**Task directions**
Among the entries that follow, some lines contain the word "chair". Show all of them.

Natural-language object grounding data:
--------------------
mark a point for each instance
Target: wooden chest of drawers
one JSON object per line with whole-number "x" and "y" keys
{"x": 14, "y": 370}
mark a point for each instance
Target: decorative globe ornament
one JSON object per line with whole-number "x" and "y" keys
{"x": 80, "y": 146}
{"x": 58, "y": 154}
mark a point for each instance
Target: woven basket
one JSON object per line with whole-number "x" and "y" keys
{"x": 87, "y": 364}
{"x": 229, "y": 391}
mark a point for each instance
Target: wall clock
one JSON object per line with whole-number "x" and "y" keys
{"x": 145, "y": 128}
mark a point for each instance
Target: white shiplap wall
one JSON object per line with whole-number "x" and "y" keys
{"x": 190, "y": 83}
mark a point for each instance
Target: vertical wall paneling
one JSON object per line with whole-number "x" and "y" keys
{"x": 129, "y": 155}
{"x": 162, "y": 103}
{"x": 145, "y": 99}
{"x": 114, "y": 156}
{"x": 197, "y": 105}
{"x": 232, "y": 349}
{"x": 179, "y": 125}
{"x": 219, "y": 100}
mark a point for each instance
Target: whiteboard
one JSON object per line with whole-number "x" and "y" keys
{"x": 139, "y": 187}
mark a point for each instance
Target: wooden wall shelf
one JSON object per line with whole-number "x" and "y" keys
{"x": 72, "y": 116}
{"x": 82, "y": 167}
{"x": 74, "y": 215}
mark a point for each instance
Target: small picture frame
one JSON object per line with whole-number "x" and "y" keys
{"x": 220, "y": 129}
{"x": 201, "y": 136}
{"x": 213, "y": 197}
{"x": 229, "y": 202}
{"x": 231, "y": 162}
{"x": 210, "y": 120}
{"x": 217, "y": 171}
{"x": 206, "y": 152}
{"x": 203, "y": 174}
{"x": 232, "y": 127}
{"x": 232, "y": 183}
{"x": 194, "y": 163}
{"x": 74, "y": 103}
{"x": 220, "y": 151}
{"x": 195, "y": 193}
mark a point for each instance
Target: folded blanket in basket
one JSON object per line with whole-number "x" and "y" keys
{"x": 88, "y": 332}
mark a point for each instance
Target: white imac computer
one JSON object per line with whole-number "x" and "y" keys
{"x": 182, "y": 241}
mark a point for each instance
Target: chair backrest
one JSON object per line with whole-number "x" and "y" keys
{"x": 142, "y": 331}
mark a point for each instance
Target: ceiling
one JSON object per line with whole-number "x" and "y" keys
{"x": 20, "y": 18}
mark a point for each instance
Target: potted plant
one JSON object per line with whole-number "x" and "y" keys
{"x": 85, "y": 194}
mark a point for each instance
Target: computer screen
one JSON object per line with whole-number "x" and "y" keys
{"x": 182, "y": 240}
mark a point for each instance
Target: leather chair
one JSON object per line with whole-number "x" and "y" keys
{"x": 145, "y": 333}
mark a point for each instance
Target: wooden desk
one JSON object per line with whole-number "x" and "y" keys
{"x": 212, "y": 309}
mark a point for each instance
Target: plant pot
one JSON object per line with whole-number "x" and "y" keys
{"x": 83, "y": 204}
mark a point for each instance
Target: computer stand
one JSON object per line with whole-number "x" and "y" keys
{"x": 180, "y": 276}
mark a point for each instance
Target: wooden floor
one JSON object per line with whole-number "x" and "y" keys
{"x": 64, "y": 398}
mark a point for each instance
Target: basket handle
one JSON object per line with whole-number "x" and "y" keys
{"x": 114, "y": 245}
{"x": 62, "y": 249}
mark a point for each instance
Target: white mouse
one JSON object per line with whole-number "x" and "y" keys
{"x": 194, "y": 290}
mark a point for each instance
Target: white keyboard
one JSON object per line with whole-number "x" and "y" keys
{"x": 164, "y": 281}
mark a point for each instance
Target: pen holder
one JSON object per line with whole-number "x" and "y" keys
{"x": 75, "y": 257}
--------------------
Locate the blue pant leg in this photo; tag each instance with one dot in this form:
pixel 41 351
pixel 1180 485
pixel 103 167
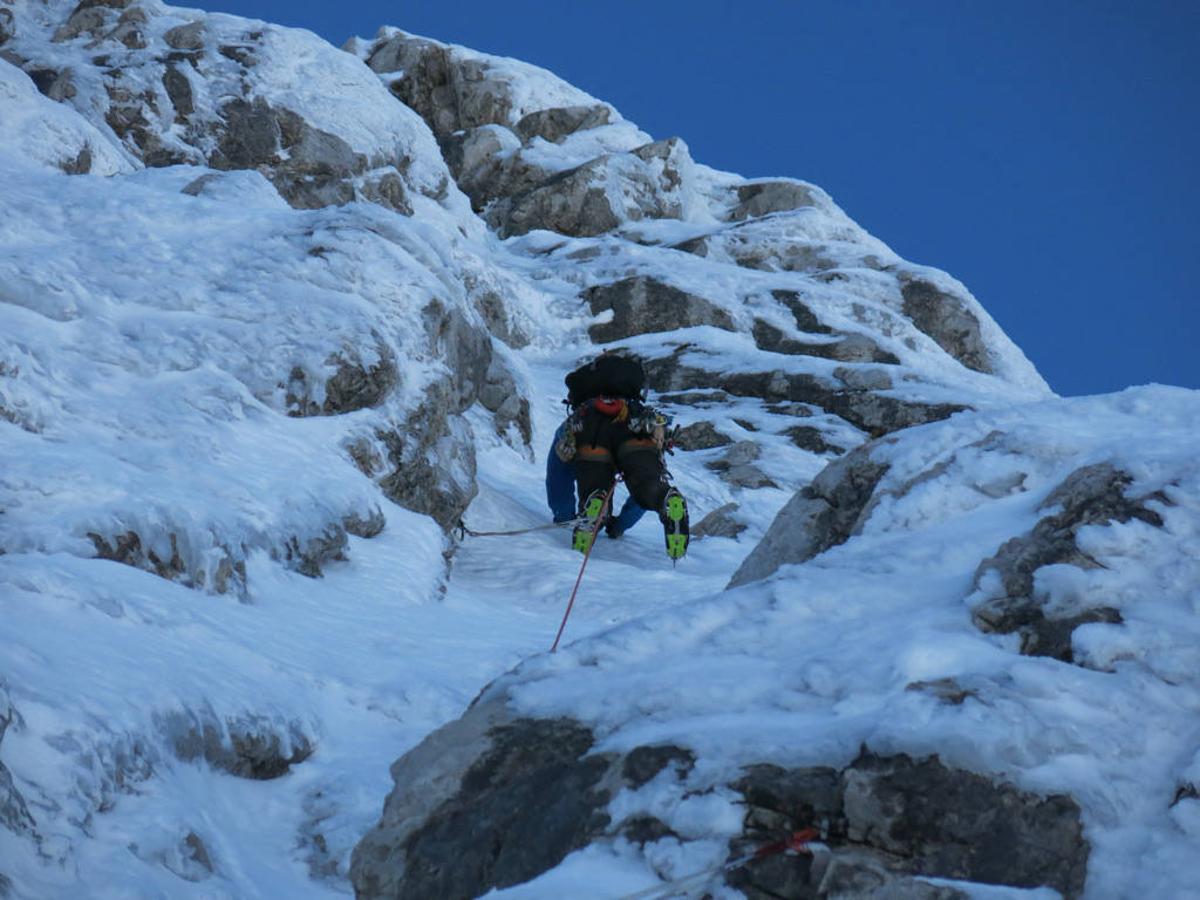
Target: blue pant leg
--------------------
**Solution**
Target: chair backrest
Target: leather chair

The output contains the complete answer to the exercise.